(Work task): Among the entries below, find every line that contains the string "gray", then copy it.

#### Source information

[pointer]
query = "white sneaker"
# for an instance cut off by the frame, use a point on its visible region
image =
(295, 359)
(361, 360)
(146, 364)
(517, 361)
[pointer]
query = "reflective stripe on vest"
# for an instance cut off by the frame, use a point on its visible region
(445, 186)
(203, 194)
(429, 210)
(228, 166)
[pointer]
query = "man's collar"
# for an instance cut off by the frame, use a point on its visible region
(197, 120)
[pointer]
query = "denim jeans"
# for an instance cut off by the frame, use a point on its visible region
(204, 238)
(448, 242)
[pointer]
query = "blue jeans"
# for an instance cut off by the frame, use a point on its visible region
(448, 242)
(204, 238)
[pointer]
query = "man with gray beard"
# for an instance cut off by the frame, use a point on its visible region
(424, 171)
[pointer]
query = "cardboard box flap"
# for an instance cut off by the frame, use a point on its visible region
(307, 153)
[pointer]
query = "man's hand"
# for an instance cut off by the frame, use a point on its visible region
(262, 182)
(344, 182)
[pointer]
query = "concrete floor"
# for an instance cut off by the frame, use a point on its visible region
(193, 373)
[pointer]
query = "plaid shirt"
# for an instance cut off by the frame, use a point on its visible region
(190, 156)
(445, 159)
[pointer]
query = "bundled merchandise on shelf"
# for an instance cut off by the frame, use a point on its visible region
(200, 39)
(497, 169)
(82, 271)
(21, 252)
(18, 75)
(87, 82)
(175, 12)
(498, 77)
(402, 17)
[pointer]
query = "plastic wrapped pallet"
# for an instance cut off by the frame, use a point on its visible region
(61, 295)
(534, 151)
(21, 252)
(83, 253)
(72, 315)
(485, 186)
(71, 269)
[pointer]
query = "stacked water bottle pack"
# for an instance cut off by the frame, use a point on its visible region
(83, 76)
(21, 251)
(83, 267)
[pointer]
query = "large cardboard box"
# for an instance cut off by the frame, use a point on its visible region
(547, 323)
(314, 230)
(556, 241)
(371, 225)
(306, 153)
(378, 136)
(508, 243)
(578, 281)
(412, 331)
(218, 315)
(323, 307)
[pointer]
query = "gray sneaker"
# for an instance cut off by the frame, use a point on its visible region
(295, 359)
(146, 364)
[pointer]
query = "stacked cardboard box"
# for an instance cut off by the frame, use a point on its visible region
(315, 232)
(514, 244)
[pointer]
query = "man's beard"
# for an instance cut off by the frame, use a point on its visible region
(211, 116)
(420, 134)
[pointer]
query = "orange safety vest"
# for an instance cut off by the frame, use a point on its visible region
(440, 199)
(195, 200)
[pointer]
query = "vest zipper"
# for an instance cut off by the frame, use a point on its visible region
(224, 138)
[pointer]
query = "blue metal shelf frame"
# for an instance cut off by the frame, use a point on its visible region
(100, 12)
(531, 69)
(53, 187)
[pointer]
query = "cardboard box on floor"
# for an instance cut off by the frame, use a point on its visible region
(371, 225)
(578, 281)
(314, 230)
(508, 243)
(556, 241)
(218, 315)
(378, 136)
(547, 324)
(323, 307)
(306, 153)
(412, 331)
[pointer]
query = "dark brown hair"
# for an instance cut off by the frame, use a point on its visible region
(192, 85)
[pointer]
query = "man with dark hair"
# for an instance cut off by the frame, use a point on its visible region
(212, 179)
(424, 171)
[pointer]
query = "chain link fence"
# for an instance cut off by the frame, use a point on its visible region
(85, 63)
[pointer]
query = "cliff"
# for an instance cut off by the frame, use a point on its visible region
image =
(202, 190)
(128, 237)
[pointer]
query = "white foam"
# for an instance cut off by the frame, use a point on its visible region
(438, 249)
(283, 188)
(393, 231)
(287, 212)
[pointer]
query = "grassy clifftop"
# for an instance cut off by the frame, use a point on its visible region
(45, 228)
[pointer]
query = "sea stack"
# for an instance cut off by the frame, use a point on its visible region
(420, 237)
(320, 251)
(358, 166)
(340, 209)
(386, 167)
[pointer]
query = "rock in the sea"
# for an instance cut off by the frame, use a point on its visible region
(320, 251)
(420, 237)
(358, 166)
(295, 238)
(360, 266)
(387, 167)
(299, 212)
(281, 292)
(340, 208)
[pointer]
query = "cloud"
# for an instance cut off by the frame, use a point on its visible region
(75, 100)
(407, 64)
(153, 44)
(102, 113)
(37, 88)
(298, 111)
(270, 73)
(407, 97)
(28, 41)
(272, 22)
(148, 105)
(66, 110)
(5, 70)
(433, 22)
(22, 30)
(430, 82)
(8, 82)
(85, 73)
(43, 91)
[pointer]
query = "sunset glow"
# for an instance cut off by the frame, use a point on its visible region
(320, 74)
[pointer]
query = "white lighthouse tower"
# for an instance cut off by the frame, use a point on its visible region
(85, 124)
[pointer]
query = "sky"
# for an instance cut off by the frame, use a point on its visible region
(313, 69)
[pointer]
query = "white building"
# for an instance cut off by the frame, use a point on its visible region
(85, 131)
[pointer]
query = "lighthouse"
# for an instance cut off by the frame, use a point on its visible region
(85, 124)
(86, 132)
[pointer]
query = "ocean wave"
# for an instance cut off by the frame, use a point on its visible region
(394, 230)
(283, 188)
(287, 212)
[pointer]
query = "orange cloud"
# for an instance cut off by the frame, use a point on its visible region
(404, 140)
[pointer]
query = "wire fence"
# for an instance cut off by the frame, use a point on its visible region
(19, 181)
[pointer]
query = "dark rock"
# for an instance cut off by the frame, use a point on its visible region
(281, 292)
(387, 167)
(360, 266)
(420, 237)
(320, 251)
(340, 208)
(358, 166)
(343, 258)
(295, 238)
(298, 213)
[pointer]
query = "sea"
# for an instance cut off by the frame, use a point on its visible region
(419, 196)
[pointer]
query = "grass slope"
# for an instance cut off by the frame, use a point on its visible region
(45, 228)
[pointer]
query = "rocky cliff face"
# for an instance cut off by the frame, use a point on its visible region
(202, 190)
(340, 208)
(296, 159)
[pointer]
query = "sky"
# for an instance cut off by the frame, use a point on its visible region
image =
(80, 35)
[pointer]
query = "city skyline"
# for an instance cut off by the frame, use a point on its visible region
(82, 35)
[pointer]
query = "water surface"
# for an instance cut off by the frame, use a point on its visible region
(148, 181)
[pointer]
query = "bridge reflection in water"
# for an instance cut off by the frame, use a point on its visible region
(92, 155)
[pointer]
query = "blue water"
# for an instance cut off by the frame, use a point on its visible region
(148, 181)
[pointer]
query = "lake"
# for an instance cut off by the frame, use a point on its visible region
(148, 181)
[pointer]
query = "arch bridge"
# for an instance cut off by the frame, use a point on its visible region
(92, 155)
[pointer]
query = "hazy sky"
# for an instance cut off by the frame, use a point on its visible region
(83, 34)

########

(Response area):
query = "man with gray beard"
query = "gray sneaker"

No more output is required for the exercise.